═════ Excerto
A distorção da política transformou-a na encenação de um teatro
oficial. Tem figuras principais e secundárias. A maioria faz parte
do coro. O que interessa é a boa imagem. Com o ruído dos
noticiários, dos debates televisivos, radiofónicos, das transmissões
da Assembleia da República, do recurso às novas tecnologias da
informação, antes, durante e depois das eleições, acaba-se por não
se saber em quem acreditar.
É certo que, numa democracia representativa, a igualdade é garantida
pela lei, nas urnas e nem sempre são urnas funerárias. B. Pascal,
que tinha um sentido muito agudo do significado do poder e da
impotência da palavra verdadeira na ordem social, dizia: “pode-se
fazer crer na verdade, mostrando-a; mas não basta mostrar a
injustiça dos poderosos para os corrigir”.
2.
══════════
*A sua tarefa*: No excerto, o que é que B. Pascal afirma não bastar para corrigir os poderosos? As linhas de dados não têm qualquer papel nesta tarefa.
═════ Linhas de dados
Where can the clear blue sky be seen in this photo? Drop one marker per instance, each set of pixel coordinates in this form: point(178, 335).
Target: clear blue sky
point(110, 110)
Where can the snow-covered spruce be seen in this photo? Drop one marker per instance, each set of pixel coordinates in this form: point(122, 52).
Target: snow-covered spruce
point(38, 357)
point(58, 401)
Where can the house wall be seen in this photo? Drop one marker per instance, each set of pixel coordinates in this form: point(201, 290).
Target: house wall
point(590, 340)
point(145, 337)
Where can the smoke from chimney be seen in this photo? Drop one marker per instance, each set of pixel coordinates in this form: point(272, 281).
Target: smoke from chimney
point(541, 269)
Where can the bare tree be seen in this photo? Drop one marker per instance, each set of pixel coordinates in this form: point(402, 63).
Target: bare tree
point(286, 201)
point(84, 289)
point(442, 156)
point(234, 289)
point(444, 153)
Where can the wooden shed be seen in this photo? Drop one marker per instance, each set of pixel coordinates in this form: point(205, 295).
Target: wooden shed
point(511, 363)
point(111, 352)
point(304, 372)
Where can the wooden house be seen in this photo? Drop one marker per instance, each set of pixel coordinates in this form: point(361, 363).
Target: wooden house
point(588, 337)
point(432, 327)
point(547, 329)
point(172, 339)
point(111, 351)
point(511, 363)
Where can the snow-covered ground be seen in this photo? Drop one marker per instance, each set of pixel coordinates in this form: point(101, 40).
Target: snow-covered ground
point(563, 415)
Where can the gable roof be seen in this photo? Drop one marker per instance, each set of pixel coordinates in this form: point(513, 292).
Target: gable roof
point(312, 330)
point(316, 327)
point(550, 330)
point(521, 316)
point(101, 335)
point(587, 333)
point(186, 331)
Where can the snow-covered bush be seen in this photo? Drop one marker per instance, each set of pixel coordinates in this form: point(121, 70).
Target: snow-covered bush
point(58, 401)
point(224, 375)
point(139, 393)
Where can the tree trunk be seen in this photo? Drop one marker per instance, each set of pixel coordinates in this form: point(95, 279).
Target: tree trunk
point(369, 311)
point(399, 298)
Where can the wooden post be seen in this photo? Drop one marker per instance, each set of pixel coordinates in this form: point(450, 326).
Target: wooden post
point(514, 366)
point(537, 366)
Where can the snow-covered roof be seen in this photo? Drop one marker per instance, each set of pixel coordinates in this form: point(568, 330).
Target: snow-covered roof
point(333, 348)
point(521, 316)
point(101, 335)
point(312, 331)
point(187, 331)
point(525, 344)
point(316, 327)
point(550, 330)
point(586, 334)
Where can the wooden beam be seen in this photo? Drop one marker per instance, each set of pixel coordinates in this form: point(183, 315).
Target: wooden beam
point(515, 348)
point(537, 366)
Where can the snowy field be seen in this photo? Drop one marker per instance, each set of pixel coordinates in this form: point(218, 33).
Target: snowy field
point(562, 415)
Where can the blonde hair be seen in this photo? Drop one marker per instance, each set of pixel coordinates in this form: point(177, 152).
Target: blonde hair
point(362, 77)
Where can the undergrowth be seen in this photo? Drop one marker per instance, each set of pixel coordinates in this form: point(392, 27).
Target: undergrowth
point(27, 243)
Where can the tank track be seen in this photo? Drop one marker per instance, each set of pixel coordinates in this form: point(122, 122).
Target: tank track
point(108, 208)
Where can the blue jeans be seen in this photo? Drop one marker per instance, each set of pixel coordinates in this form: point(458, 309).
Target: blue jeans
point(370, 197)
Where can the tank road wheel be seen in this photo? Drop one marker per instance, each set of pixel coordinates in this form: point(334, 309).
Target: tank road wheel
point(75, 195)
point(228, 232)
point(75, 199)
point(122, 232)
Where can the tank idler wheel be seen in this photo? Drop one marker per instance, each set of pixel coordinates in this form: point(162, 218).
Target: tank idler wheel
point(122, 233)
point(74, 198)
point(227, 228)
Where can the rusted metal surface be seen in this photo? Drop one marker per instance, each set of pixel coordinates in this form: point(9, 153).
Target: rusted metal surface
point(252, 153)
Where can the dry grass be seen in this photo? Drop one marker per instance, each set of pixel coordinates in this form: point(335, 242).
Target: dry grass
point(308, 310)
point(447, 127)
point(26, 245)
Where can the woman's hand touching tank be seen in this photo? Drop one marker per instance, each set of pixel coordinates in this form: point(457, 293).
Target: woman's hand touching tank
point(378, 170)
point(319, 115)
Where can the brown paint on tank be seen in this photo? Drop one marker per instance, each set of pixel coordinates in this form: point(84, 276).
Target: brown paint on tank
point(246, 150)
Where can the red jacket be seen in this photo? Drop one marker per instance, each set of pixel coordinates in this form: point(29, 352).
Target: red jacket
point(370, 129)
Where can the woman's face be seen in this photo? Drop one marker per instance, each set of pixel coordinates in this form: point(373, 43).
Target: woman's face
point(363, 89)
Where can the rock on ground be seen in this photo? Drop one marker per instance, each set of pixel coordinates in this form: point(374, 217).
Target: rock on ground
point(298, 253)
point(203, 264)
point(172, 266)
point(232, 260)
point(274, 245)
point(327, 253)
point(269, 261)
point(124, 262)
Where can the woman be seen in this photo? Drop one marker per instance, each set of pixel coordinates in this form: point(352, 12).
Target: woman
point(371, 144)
══════════
*Resposta*: Não basta mostrar a injustiça dos poderosos.